■ Stated task
Pictures in the data below are not part of the copy; transcribe everything else exactly.

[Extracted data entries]
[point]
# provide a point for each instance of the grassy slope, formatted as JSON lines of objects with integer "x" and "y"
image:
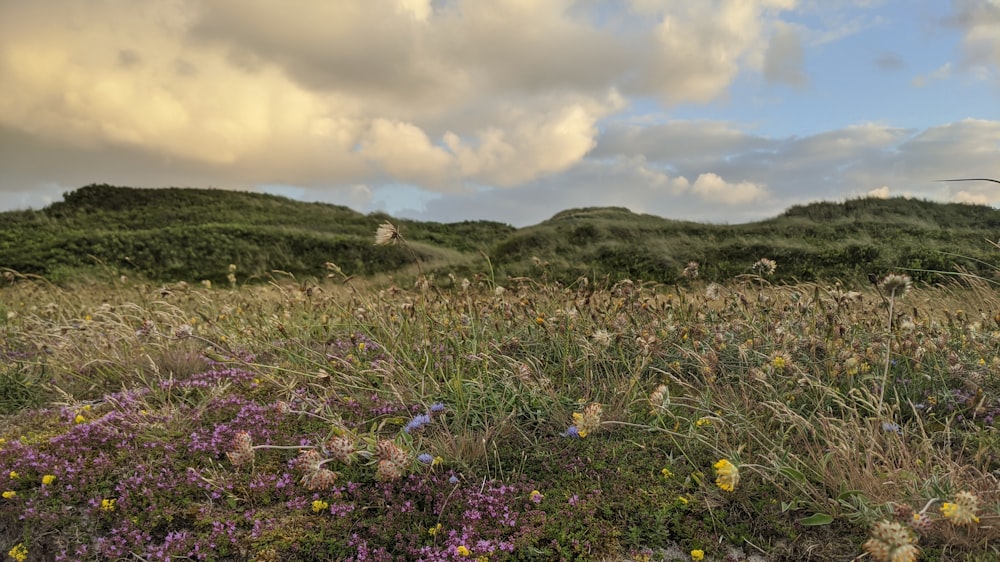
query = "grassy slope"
{"x": 192, "y": 234}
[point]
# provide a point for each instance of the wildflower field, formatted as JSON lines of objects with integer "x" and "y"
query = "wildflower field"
{"x": 464, "y": 419}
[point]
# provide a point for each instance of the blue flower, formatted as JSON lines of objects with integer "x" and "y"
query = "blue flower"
{"x": 417, "y": 422}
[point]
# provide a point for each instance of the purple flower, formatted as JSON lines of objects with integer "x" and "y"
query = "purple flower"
{"x": 417, "y": 422}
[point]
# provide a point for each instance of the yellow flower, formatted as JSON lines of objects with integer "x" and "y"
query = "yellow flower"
{"x": 963, "y": 510}
{"x": 727, "y": 476}
{"x": 19, "y": 552}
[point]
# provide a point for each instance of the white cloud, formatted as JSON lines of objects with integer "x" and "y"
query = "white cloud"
{"x": 711, "y": 187}
{"x": 698, "y": 47}
{"x": 404, "y": 152}
{"x": 978, "y": 198}
{"x": 979, "y": 21}
{"x": 879, "y": 193}
{"x": 523, "y": 146}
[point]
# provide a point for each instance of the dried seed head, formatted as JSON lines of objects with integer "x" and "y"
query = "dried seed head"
{"x": 387, "y": 234}
{"x": 242, "y": 449}
{"x": 896, "y": 285}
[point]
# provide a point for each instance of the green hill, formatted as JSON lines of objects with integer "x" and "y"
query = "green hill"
{"x": 194, "y": 234}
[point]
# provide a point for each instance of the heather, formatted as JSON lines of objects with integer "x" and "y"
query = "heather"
{"x": 451, "y": 418}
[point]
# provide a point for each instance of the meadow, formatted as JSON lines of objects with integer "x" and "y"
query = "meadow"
{"x": 468, "y": 417}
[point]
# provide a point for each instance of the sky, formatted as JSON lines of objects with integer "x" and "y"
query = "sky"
{"x": 721, "y": 111}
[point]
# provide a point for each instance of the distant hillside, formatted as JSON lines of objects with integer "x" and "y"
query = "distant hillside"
{"x": 193, "y": 234}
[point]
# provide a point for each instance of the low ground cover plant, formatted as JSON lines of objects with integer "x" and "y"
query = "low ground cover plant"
{"x": 457, "y": 419}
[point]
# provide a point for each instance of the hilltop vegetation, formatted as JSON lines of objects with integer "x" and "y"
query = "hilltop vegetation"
{"x": 195, "y": 234}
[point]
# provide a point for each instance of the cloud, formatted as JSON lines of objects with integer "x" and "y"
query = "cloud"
{"x": 879, "y": 193}
{"x": 699, "y": 47}
{"x": 525, "y": 145}
{"x": 713, "y": 188}
{"x": 889, "y": 61}
{"x": 942, "y": 72}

■ Exercise output
[point]
# provide a point for each instance of the grassy slope, formatted as JSON lines of objects with integer "x" and "y"
image:
query = "grassy slope"
{"x": 192, "y": 234}
[point]
# provide a point for each instance of the wildflower field, formatted as JSON lines of objects with integer "x" and "y"
query = "wildflower field"
{"x": 464, "y": 419}
[point]
# provide a point for each instance of the blue flower, formatted as JSON lines of objects with integer "x" and "y"
query = "blue flower"
{"x": 417, "y": 422}
[point]
# provide a point for each instance of the purple flower, formatted as JSON lines of objects with integer "x" and "y"
query = "purple flower"
{"x": 417, "y": 422}
[point]
# provide a point for each instance of the yellow flower, formatted as JSON lines of objects with integer "x" and "y"
query = "yellow flower"
{"x": 963, "y": 510}
{"x": 727, "y": 476}
{"x": 19, "y": 552}
[point]
# provide a point for each instance of the white cloud, formatted as JSON lines of objects with integer "x" and "y"
query = "white cloud"
{"x": 711, "y": 187}
{"x": 698, "y": 47}
{"x": 404, "y": 152}
{"x": 978, "y": 198}
{"x": 979, "y": 21}
{"x": 879, "y": 193}
{"x": 523, "y": 146}
[point]
# provide a point for each instance of the dried seed head, formatted as JSON lines of objects with integer "x" and "y"
query = "dried seed head"
{"x": 387, "y": 234}
{"x": 242, "y": 449}
{"x": 896, "y": 285}
[point]
# provide a point for each instance of the green hill, formatted as JSON lines of objects with integer "x" and "y"
query = "green hill"
{"x": 194, "y": 234}
[point]
# provide a point for each instance of the heather, formatted as JSON lines of objects with integer "x" and "y"
query = "heather"
{"x": 451, "y": 418}
[point]
# provide a point for each instance of the meadow, formatted as JSON lines of objects with integer "x" and "y"
query = "meadow"
{"x": 468, "y": 417}
[point]
# provide a point for each instance of the sky, formatted as JSON lines of objects with integer "x" and "y"
query = "sky"
{"x": 721, "y": 111}
[point]
# provide a point for each instance of the distant hillside, formatted as JSON lines of objects with integer "x" and "y"
query = "distant hillside"
{"x": 193, "y": 234}
[point]
# provide a point for each instance of the low ground cover plant, formatted as JSON lines of objects with integer "x" and "y"
query = "low ground cover plant"
{"x": 457, "y": 419}
[point]
# provide a point for each instance of the hilltop vegetation, formatted as JSON lines of objects with integer "x" and "y"
query = "hilltop vegetation"
{"x": 195, "y": 234}
[point]
# provide a point for each instance of the cloud, formatted as JSON lines of objects with integer "x" and "y"
query = "cloud"
{"x": 879, "y": 193}
{"x": 699, "y": 47}
{"x": 525, "y": 145}
{"x": 713, "y": 188}
{"x": 889, "y": 61}
{"x": 942, "y": 72}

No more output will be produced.